EXERCICE: Rédigez la suite du texte sur l'optimisation informatique des cuivres, en reprenant juste après sa dernière phrase.

DOCUMENT SOURCE:

"""

Version originale en anglais au format PDF ou HTML      Traduit en mai 2002 par Joël Eymard pour http://la.trompette.free.fr

Optimisation informatique des cuivres par Wilfried Kausel (suite)

Résultats d'optimisations

Pour le premier test, une trompette typique a été modifiée localement de façon à perturber ses propriétés acoustiques normales. On a inséré un goulot d'étranglement artificiel près de l'embouchure, au début de la branche d'embouchure, là où les cuivres sont très sensibles aux modifications de géométrie. On a donné comme objectif d'impédance la courbe d'impédance originale de l'instrument à l'optimiseur. Les diamètres de perce au voisinage de la modification ont été les variables d'optimisation choisies pour permettre au programme de corriger le défaut artificiel.


Figure 2 : Trompette avec goulot d'étranglement ; impédance initiale (en rouge) et impédance objectif (en vert)

La figure 2 montre le profil de l'instrument déroulé incluant le goulot d'étranglement avec des échelles différentes sur les axes x et y ajustées pour permettre l'affichage complet dans la fenêtre. Les marqueurs placés le long du profil indiquent les points de contrôle du contour. Les graduations des axes sont associées à l'amplitude de l'impédance d'entrée, les unités sont le Herz et le kilohm.
Ce problème d'optimisation simple a été résolu par tous les algorithmes dans un temps très court. A titre d'exemple la figure 3 montre le résultat d'un algorithme génétique avec développement de population progressif. Huit paramètres de coordonnée (la spécification de géométrie complète de la branche d'embouchure) ont été choisis comme variables d'optimisation. Leur plage de variation a été limitée à ± 10 millimètres en abscisse et à ± 80 % des valeurs initiales du diamètre en ordonnée.

Les paramètres de l'algorithme génétique progressif étaient une taille de population de 100, une probabilité de croisement de 0,6, une probabilité de mutation de 0,1 et le nombre de descendants était de 2. Il a fallu environ 350 calculs de la fonction objectif - en termes d'optimisation génétique : évaluation d'un individu - pour produire le résultat illustré qui améliore la fonction objectif d'environ 36 à environ 11.


Figure 3
: trompette corrigée créée par algorithme génétique (version progressive)

L'algorithme génétique simple avec les mêmes paramètres n'a pas pu améliorer une valeur initiale plutôt bonne trouvée par hasard en plus de 12 générations et en évaluant plus de 1200 individus.
L'algorithme stationnaire, avec toujours les mêmes paramètres et un chevauchement de population de 50 %, a eu besoin d'environ 450 évaluations pour approcher la solution obtenue par l'algorithme progressif.

"""

INFORMATIONS AFFICHÉES:
"""

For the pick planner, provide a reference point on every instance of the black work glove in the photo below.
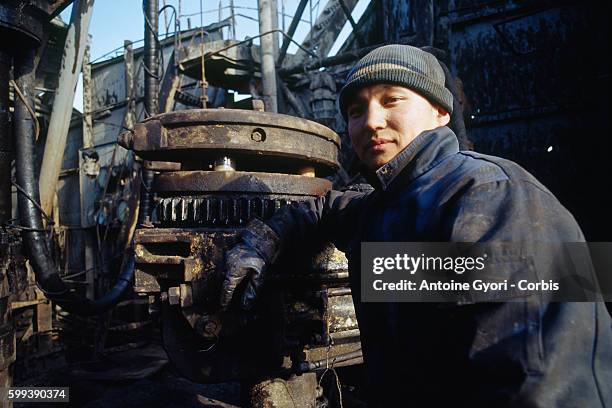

"""

RÉPONSE FINALE:
L'algorithme Deme avec trois populations parallèles et 5 individus pour migrer de chaque génération s'est arrêté après avoir atteint une amélioration acceptable en 450 évaluations. Une nouvelle amélioration a été obtenue beaucoup plus tard après 1300 évaluations.
L'algorithme progressif avec la "cohue déterministe" a bénéficié d'un coup de chance initial. Pendant la phase d'initialisation aléatoire, il a trouvé une bonne solution en 30 tentatives seulement. Il a eu besoin de 500 évaluations supplémentaires pour trouver une nouvelle amélioration.
L'algorithme de Rosenbrock n'a pas eu besoin de plus de 130 calculs de la fonction objectif pour battre le résultat de n'importe quel algorithme génétique et il a pris 120 autres évaluations pour produire un résultat d'optimisation 10 fois meilleur que le meilleur génétique.

De toute façon ces résultats étaient valables et assez encourageants pour lancer un travail vraiment sérieux. Les différents algorithmes devaient maintenant montrer leur capacité à fonctionner avec un grand nombre de variables ; en fait la géométrie complète de l'instrument devait maintenant être soumise à l'optimisation. D'autre part le problème devait être soluble et le résultat optimum être connu. En même temps il fallait prouver même au sceptique qu'il y a un rapport clair entre la courbe d'impédance d'entrée et la géométrie de cet instrument.
Donc le test ultime pour tous les algorithmes était de construire une trompette avec une impédance d'entrée donnée en partant d'un tube étroit muni d'une embouchure standard. On voit cette situation initiale à la Figure 4. Tous les diamètres de perce sur la longueur totale de l'instrument ont été pris comme variable d'optimisation, avec une limite supérieure de variation de deux fois les dimensions d'une trompette moyenne.


Figure 4 : Conception d'une trompette à partir de zéro

Quand une courbe d'impédance mesurée est utilisée comme objectif, on a ce qu'on appelle dans la littérature "le problème inverse" ou "la reconstruction de la perce". Jusqu'ici ce problème inverse n'a été abordé et résolu avec succès que sur la base d'une réponse impulsionnelle mesurée dans le domaine du temps.
Bien que l'on sache qu'une réponse impulsionnelle dans le domaine du temps est mathématiquement l'équivalent exact d'un spectre complexe dans le domaine des fréquences, on n'avait pas encore envisagé d'utiliser la mesure d'un état stable dans le domaine des fréquences comme base d'une reconstruction du profil de perce. La raison est que le système qui est examiné dans ce qu'on appelle la "réflexométrie d'impulsion" [14] [15] et celui qui est mesuré d'habitude par les méthodes du domaine des fréquence ne sont pas complètement identiques.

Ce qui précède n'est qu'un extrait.